____ Data supplied

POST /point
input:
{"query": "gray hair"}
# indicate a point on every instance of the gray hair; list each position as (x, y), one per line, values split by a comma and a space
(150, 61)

________

Lay out every line of the rows above as a JSON list of strings, one string per line, omitting any blank lines.

Problem solution ::
[
  "POST /point",
  "input:",
  "{\"query\": \"gray hair\"}",
  "# indicate a point on every instance of the gray hair; list each position as (x, y), one per line, values split by a comma and a space",
  "(150, 61)"
]